::: Information :::

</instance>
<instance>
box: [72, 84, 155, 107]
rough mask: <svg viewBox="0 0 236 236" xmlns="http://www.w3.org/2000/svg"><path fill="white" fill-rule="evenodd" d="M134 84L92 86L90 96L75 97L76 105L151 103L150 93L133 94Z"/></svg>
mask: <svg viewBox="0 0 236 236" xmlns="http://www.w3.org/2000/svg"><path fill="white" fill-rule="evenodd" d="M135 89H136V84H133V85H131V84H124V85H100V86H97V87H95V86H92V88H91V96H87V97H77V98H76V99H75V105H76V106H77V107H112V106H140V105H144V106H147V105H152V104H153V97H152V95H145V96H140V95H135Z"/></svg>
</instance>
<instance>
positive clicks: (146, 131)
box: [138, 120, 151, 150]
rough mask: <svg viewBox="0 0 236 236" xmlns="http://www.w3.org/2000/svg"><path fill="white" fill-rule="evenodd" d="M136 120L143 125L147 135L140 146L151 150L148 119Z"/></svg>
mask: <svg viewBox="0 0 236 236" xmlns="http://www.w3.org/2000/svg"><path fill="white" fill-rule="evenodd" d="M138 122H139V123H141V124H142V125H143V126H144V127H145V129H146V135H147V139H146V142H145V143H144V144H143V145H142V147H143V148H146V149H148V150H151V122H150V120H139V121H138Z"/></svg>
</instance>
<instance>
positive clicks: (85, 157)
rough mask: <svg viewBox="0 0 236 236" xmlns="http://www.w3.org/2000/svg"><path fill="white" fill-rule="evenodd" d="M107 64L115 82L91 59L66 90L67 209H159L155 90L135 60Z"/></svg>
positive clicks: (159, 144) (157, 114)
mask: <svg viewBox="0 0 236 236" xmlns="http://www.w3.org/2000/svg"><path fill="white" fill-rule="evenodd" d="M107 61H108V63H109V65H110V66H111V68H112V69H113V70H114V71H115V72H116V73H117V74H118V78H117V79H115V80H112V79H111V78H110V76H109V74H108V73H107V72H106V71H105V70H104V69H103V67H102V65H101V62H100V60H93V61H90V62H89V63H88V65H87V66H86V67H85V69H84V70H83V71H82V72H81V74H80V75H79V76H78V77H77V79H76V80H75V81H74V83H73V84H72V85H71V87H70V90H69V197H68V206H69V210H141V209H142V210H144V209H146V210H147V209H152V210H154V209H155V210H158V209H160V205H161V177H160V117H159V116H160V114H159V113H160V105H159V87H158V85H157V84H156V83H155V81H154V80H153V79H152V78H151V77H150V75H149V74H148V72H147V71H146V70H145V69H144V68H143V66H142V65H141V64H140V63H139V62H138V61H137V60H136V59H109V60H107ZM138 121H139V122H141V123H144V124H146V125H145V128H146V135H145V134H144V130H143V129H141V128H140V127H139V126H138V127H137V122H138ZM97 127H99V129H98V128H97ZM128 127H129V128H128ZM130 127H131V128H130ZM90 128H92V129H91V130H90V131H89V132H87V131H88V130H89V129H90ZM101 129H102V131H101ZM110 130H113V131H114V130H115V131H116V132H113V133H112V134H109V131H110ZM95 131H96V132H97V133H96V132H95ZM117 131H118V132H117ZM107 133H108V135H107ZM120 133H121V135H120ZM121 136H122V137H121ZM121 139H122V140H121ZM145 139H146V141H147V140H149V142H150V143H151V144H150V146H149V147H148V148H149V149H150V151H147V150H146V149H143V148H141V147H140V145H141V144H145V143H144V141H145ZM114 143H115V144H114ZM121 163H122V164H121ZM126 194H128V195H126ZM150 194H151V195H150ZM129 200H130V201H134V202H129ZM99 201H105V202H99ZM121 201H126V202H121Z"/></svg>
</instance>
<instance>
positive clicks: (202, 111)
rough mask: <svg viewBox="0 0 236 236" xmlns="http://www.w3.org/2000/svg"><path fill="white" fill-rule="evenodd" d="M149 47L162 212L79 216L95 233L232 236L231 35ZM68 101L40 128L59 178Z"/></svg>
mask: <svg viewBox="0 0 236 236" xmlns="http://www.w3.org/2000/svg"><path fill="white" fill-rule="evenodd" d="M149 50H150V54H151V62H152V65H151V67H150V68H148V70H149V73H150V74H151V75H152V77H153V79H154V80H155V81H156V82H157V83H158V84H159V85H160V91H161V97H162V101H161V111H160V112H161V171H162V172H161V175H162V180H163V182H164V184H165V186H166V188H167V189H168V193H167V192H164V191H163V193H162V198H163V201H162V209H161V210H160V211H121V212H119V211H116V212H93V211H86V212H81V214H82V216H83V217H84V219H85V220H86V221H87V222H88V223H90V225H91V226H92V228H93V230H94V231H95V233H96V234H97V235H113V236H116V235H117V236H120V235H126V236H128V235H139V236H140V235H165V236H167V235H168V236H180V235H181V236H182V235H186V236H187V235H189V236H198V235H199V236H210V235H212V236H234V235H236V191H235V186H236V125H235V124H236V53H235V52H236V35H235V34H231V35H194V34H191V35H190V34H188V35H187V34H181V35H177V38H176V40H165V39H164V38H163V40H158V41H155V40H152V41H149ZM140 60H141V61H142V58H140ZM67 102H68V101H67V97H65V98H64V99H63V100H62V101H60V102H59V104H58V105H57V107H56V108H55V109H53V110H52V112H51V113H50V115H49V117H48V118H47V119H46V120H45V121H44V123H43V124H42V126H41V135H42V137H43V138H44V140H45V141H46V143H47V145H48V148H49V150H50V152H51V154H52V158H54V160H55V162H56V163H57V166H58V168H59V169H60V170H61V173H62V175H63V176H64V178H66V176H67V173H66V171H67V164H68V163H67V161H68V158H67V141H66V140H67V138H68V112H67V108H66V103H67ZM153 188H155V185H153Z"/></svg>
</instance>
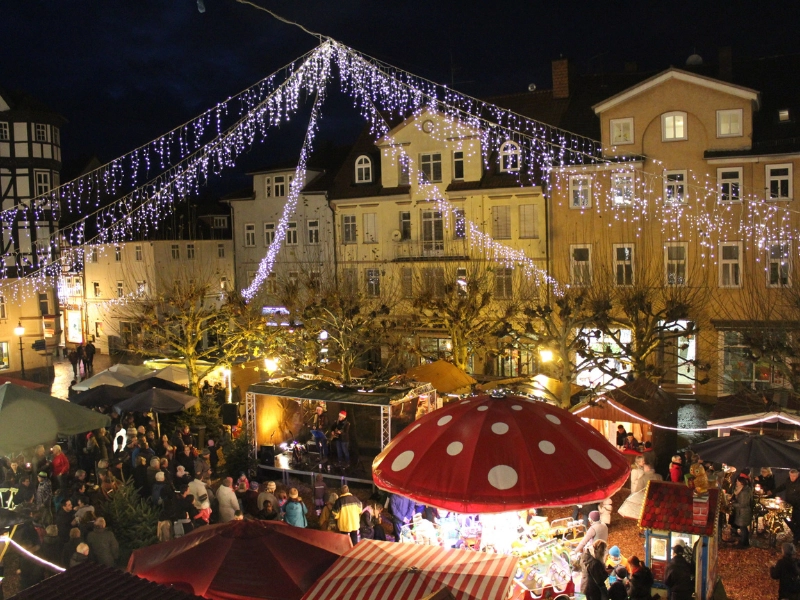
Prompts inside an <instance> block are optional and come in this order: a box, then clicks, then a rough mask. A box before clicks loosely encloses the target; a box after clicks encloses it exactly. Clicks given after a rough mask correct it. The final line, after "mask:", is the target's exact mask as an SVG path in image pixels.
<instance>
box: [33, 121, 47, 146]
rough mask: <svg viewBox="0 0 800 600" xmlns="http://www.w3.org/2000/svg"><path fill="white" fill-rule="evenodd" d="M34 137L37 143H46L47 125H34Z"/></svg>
mask: <svg viewBox="0 0 800 600" xmlns="http://www.w3.org/2000/svg"><path fill="white" fill-rule="evenodd" d="M33 127H34V135H35V138H34V139H35V140H36V141H37V142H46V141H47V125H44V124H43V123H36V124H35V125H34V126H33Z"/></svg>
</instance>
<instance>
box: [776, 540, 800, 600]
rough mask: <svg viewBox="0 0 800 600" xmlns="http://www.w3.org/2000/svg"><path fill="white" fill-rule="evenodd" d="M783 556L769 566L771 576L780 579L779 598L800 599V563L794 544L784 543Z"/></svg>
mask: <svg viewBox="0 0 800 600" xmlns="http://www.w3.org/2000/svg"><path fill="white" fill-rule="evenodd" d="M782 548H783V556H781V557H780V558H779V559H778V562H777V563H775V564H774V565H773V566H771V567H770V568H769V576H770V577H772V578H773V579H777V580H778V582H779V583H778V600H798V599H800V564H798V562H797V557H796V556H795V549H794V544H790V543H788V542H787V543H785V544H784V545H783V547H782Z"/></svg>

:::

* What is required *
Pictures excluded, quote all the data above exactly.

* Completed task *
</instance>
<instance>
box: [72, 84, 155, 107]
rough mask: <svg viewBox="0 0 236 236" xmlns="http://www.w3.org/2000/svg"><path fill="white" fill-rule="evenodd" d="M134 84L92 86L90 96L75 97L76 105L151 103L150 93L133 94Z"/></svg>
mask: <svg viewBox="0 0 236 236" xmlns="http://www.w3.org/2000/svg"><path fill="white" fill-rule="evenodd" d="M135 89H136V84H133V85H131V84H124V85H100V86H97V87H95V86H92V88H91V96H87V97H77V98H76V99H75V105H76V106H77V107H112V106H140V105H144V106H147V105H152V104H153V97H152V95H145V96H140V95H135Z"/></svg>
</instance>
<instance>
positive clicks: (146, 131)
box: [138, 120, 151, 150]
rough mask: <svg viewBox="0 0 236 236" xmlns="http://www.w3.org/2000/svg"><path fill="white" fill-rule="evenodd" d="M136 120L143 125L147 135L140 146L151 150L148 119Z"/></svg>
mask: <svg viewBox="0 0 236 236" xmlns="http://www.w3.org/2000/svg"><path fill="white" fill-rule="evenodd" d="M138 122H139V123H141V124H142V125H143V126H144V127H145V129H146V135H147V139H146V142H145V143H144V144H143V145H142V147H143V148H146V149H148V150H151V122H150V120H139V121H138Z"/></svg>
</instance>
<instance>
positive clicks: (85, 157)
rough mask: <svg viewBox="0 0 236 236" xmlns="http://www.w3.org/2000/svg"><path fill="white" fill-rule="evenodd" d="M107 64L115 82L91 59L66 90L67 209H159L155 90L135 60Z"/></svg>
positive clicks: (159, 144) (157, 114)
mask: <svg viewBox="0 0 236 236" xmlns="http://www.w3.org/2000/svg"><path fill="white" fill-rule="evenodd" d="M107 61H108V63H109V65H110V66H111V68H112V69H113V70H114V71H115V72H116V73H117V74H118V78H117V79H115V80H112V79H111V78H110V76H109V74H108V73H107V72H106V71H105V70H104V69H103V67H102V65H101V62H100V60H93V61H90V62H89V63H88V65H87V66H86V67H85V69H84V70H83V71H82V72H81V74H80V75H79V76H78V77H77V79H76V80H75V81H74V83H73V84H72V85H71V87H70V90H69V197H68V206H69V210H141V209H142V210H144V209H146V210H147V209H152V210H154V209H155V210H158V209H160V205H161V177H160V117H159V116H160V114H159V113H160V105H159V87H158V85H157V84H156V83H155V81H154V80H153V79H152V78H151V77H150V75H149V74H148V72H147V71H146V70H145V69H144V68H143V66H142V65H141V64H140V63H139V62H138V61H137V60H136V59H109V60H107ZM138 121H139V122H141V123H144V124H146V125H145V128H146V135H145V134H144V130H143V129H141V128H140V127H139V126H138V127H137V122H138ZM97 127H99V129H98V128H97ZM128 127H129V128H128ZM130 127H131V128H130ZM90 128H92V129H91V130H90V131H89V132H87V131H88V130H89V129H90ZM101 129H102V131H101ZM110 130H113V131H114V130H115V131H116V132H113V133H112V134H109V131H110ZM95 131H96V132H97V133H96V132H95ZM117 131H118V132H117ZM107 133H108V135H107ZM120 133H121V135H120ZM121 136H122V137H121ZM121 139H122V140H121ZM145 139H146V141H147V140H149V142H150V143H151V144H150V146H149V147H148V148H149V149H150V151H147V150H146V149H143V148H141V147H140V145H141V144H145V143H144V141H145ZM114 143H115V144H114ZM121 163H122V164H121ZM126 194H128V195H126ZM150 194H151V195H150ZM129 200H130V201H134V202H129ZM99 201H105V202H99ZM121 201H126V202H121Z"/></svg>
</instance>
<instance>
positive clicks: (202, 111)
rough mask: <svg viewBox="0 0 236 236" xmlns="http://www.w3.org/2000/svg"><path fill="white" fill-rule="evenodd" d="M149 47L162 212L79 216L95 233L232 236L231 35ZM68 101L40 128L59 178Z"/></svg>
mask: <svg viewBox="0 0 236 236" xmlns="http://www.w3.org/2000/svg"><path fill="white" fill-rule="evenodd" d="M149 50H150V54H151V62H152V65H151V67H150V68H148V70H149V73H150V74H151V75H152V77H153V79H154V80H155V81H156V82H157V83H158V84H159V85H160V91H161V97H162V101H161V111H160V112H161V171H162V172H161V175H162V180H163V182H164V184H165V186H166V188H167V189H168V193H167V192H164V191H163V193H162V198H163V201H162V209H161V210H160V211H121V212H119V211H116V212H93V211H86V212H81V214H82V216H83V217H84V219H85V220H86V221H87V222H88V223H90V225H91V226H92V228H93V230H94V231H95V233H96V234H97V235H113V236H116V235H117V236H120V235H126V236H128V235H139V236H140V235H165V236H167V235H168V236H180V235H181V236H182V235H186V236H187V235H189V236H198V235H199V236H210V235H212V236H234V235H236V191H235V186H236V125H235V124H236V53H235V52H236V35H235V34H231V35H194V34H191V35H190V34H188V35H187V34H181V35H177V38H176V40H165V39H164V38H163V40H158V41H155V40H152V41H149ZM140 60H141V61H142V58H140ZM67 102H68V101H67V97H65V98H64V99H63V100H62V101H60V102H59V104H58V105H57V107H56V108H55V109H53V110H52V112H51V113H50V115H49V117H48V118H47V119H46V120H45V121H44V123H43V124H42V126H41V135H42V137H43V138H44V140H45V141H46V143H47V145H48V148H49V150H50V152H51V154H52V158H54V160H55V162H56V163H57V166H58V168H59V169H60V170H61V173H62V175H63V176H64V178H66V176H67V173H66V171H67V164H68V163H67V161H68V158H67V141H66V140H67V138H68V112H67V108H66V103H67ZM153 188H155V185H153Z"/></svg>
</instance>
Prompts inside an <instance> block are optional and come in this order: a box, then clicks, then a rough mask. A box before clicks loosely encloses the target; a box after clicks encloses it exactly. Clicks given after a rough mask correct it. The final line, after "mask:", is the target's exact mask as an SVG path in image pixels.
<instance>
box: [33, 121, 47, 146]
rough mask: <svg viewBox="0 0 800 600" xmlns="http://www.w3.org/2000/svg"><path fill="white" fill-rule="evenodd" d="M34 137L37 143H46L47 125H34Z"/></svg>
mask: <svg viewBox="0 0 800 600" xmlns="http://www.w3.org/2000/svg"><path fill="white" fill-rule="evenodd" d="M33 127H34V135H35V138H34V139H35V140H36V141H37V142H46V141H47V125H44V124H43V123H36V124H35V125H34V126H33Z"/></svg>
</instance>
<instance>
box: [776, 540, 800, 600]
rough mask: <svg viewBox="0 0 800 600" xmlns="http://www.w3.org/2000/svg"><path fill="white" fill-rule="evenodd" d="M783 556L769 566L771 576L780 579L779 598L800 599V563L794 544L784 543Z"/></svg>
mask: <svg viewBox="0 0 800 600" xmlns="http://www.w3.org/2000/svg"><path fill="white" fill-rule="evenodd" d="M782 548H783V556H781V557H780V558H779V559H778V562H777V563H775V564H774V565H773V566H771V567H770V568H769V576H770V577H772V578H773V579H777V580H778V582H779V583H778V600H798V599H800V564H798V562H797V557H796V556H795V549H794V544H790V543H788V542H787V543H785V544H784V545H783V547H782Z"/></svg>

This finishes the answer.